=== Reading passage ===

A few months after turning thirty in January of 1965, Elvis Presley started filming on Frankie and Johnny, inspired by the old folk song of the same name, that’s been attributed to several songwriters over the years. Less than a decade earlier, Presley had been the epitome of cool, and rebellion, causing a sensation when his appearance on The Ed Sullivan Show had to be filmed from the waste up because of the sexual suggestiveness of his gyrating hips. Now, with the British invasion in full swing, Frankie and Johnny, with its simplistic story and Dixieland soundtrack, must have seemed outdated even then.
Elvis plays Johnny, a singer on the riverboat Mississippi Queen, who performs with his girlfriend (Donna Douglas, The Beverly Hillbillies). Their relationship is strained because Johnny has a gambling addiction. Advised by a gypsy fortune teller that he’ll find good luck with a red-headed woman, he goes out to find one…and does, (with some help from his piano playing sidekick, Cully (Harry Morgan), in the shapely form of Nellie Bly (Nancy Kovack), the captain’s girl…Predictably, it’s not long before Johnny has much more than just Frankie to contend with.

=== Raw records ===

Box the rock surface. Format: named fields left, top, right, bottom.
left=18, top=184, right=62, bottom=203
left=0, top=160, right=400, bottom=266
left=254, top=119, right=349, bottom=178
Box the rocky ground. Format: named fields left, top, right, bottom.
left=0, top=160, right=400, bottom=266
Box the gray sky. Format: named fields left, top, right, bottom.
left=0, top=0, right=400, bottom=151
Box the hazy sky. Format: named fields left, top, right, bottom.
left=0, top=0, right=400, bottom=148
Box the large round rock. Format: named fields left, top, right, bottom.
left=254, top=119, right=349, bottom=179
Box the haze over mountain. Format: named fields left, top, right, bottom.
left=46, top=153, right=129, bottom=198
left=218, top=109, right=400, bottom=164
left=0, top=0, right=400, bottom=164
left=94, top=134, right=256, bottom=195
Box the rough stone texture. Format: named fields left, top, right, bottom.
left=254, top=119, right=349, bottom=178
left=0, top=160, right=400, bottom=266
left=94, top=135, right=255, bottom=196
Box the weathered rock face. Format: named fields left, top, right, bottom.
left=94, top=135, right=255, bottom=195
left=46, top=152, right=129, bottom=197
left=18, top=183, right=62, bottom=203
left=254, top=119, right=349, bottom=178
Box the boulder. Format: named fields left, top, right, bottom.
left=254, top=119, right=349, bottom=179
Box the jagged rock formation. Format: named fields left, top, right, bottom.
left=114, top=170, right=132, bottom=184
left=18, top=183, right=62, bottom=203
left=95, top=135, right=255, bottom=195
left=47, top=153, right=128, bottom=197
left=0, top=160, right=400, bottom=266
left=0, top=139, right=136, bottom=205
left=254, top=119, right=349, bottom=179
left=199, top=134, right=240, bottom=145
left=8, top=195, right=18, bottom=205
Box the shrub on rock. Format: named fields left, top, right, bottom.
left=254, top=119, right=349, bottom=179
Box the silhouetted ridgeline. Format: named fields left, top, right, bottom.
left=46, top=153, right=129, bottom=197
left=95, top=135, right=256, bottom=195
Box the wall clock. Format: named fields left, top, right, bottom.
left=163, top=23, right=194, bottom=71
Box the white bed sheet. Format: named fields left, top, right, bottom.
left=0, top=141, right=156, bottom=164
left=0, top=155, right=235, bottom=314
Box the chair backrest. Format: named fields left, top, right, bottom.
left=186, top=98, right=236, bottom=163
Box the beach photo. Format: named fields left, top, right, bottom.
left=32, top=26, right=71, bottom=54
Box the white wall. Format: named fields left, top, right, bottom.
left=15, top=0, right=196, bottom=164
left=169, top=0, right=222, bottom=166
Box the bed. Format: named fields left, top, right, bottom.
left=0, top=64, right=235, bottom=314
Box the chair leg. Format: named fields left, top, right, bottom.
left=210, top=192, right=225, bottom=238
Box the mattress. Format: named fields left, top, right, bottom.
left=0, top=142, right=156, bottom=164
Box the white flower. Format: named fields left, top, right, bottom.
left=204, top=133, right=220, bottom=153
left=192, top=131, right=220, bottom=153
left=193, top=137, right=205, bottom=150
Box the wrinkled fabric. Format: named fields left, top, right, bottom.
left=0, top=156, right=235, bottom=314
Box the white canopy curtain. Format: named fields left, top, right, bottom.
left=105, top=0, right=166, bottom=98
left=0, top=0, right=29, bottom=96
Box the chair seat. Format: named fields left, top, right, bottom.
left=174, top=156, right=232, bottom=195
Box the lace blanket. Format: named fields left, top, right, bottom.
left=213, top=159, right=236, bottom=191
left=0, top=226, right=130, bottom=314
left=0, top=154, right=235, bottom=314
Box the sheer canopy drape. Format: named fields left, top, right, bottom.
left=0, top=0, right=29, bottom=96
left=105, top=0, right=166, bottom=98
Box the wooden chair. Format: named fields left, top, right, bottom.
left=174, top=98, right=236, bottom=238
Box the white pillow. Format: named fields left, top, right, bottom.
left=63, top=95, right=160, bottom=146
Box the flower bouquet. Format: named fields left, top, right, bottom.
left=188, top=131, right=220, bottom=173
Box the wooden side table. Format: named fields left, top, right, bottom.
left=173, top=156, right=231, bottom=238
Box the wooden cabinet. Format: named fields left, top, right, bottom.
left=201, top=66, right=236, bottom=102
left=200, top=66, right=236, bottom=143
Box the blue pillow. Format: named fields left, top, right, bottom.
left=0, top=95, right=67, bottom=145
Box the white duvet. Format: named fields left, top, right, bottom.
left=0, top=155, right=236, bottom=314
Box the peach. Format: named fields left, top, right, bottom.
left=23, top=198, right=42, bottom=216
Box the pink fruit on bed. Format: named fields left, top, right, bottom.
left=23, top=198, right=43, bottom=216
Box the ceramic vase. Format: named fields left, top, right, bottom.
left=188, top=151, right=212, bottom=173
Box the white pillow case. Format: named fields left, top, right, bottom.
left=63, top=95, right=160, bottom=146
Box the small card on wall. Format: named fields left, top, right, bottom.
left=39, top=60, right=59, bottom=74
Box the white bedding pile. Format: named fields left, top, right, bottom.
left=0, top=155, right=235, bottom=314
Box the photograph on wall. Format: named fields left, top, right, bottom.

===

● **Work instructions**:
1. Using the Frankie and Johnny passage, decide whether each statement agrees with it, and answer yes or no, quoting the words that settle it: (a) Presley began filming before he turned thirty. (b) Donna Douglas plays Johnny's girlfriend. (c) Cully plays the piano.
2. Reproduce the part of the Frankie and Johnny passage starting with "Elvis plays Johnny, a" and going on through "to contend with.".
Answer using only the Frankie and Johnny passage.

● **Written answers**:
1.
(a) No: "A few months after turning thirty in January of 1965, Elvis Presley started filming on Frankie and Johnny"
(b) Yes: "who performs with his girlfriend (Donna Douglas, The Beverly Hillbillies)"
(c) Yes: "his piano playing sidekick, Cully (Harry Morgan)"

2.
Elvis plays Johnny, a singer on the riverboat Mississippi Queen, who performs with his girlfriend (Donna Douglas, The Beverly Hillbillies). Their relationship is strained because Johnny has a gambling addiction. Advised by a gypsy fortune teller that he’ll find good luck with a red-headed woman, he goes out to find one…and does, (with some help from his piano playing sidekick, Cully (Harry Morgan), in the shapely form of Nellie Bly (Nancy Kovack), the captain’s girl…Predictably, it’s not long before Johnny has much more than just Frankie to contend with.